Saturday, January 17, 2015

"Christianity from the first based its teaching on a sacred history"

WHAT St. Augustine gives us is a synthesis of universal history in the light of Christian principles. His theory of history is strictly deduced from his theory of human nature, which, in turn, follows necessarily from his theology of creation and grace. It is not a rational theory in so far as it begins and ends in revealed in revealed dogma; but it is rational in the strict logic of its procedure and it involves a definitely rational and philosophic theory of the nature of society and law and of the relation of social life to ethics.

Herein consists its originality, since it unites in a coherent system two distinct intellectual traditions which had hitherto proved irreconcilable. The Hellenic world possessed a theory of society and a political philosophy, but had never arrived at a philosophy of history. The Greek mind tended towards cosmological rather than historical speculation. In the Greek view of things, Time had little significance or value. It was the bare “number of movement,” an unintelligible element which intruded itself into reality in consequence of the impermanence and instability of sensible things. Consequently it could possess no ultimate or spiritual meaning. It is intelligible only in so far as it is regular—that is to say, tending to a recurrent identity. And this element of recurrence and divine existences whose movement imparts to this lower world all that it has of order and intelligibility.

------------------------------

● Written task A:
Set down part of the Augustine passage word for word, starting at the words "Herein consists its" and ending after the words "order and intelligibility.".
The Augustine passage and the rows were drawn from unrelated sources.

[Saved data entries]
------------------------------

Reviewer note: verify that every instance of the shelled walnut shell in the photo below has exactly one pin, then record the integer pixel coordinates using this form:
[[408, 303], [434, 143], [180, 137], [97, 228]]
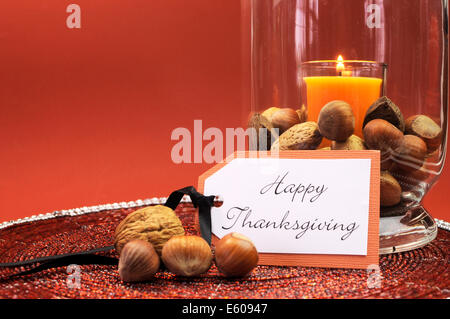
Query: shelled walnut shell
[[304, 136], [155, 224], [283, 119]]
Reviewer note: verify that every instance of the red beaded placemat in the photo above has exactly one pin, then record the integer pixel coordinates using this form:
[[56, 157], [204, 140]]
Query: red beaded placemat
[[421, 273]]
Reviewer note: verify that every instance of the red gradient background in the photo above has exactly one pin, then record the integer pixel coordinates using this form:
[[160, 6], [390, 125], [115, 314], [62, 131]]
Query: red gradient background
[[86, 114]]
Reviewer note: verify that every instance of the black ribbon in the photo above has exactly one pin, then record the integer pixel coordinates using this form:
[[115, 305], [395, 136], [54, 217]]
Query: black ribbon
[[91, 257], [204, 204]]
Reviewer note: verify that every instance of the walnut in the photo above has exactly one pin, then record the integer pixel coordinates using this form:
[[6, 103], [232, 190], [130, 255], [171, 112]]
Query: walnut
[[155, 224]]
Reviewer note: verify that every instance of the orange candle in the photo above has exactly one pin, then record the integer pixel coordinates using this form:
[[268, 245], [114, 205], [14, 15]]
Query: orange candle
[[359, 92]]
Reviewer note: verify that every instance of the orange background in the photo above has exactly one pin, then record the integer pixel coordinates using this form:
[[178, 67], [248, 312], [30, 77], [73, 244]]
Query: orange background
[[86, 115]]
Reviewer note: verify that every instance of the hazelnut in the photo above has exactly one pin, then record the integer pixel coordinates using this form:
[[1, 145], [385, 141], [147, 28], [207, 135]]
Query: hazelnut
[[303, 136], [236, 256], [284, 119], [425, 128], [386, 161], [336, 121], [390, 190], [302, 114], [410, 155], [138, 261], [263, 135], [385, 109], [352, 143], [155, 224], [382, 135], [187, 255]]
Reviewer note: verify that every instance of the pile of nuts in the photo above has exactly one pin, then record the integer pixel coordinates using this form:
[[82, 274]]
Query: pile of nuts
[[404, 144], [152, 235]]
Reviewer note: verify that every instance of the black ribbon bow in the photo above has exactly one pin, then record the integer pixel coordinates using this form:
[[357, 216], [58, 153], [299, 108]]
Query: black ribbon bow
[[204, 204]]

------------------------------

● Written task B:
From the rows, extract the lines that start at the line containing "Reviewer note: verify that every instance of the hazelnut" and end after the line containing "Query: hazelnut". Repeat them exactly.

● Written reply A:
Herein consists its originality, since it unites in a coherent system two distinct intellectual traditions which had hitherto proved irreconcilable. The Hellenic world possessed a theory of society and a political philosophy, but had never arrived at a philosophy of history. The Greek mind tended towards cosmological rather than historical speculation. In the Greek view of things, Time had little significance or value. It was the bare “number of movement,” an unintelligible element which intruded itself into reality in consequence of the impermanence and instability of sensible things. Consequently it could possess no ultimate or spiritual meaning. It is intelligible only in so far as it is regular—that is to say, tending to a recurrent identity. And this element of recurrence and divine existences whose movement imparts to this lower world all that it has of order and intelligibility.

● Written reply B:
Reviewer note: verify that every instance of the hazelnut in the photo above has exactly one pin, then record the integer pixel coordinates using this form:
[[1, 145], [385, 141], [147, 28], [207, 135]]
Query: hazelnut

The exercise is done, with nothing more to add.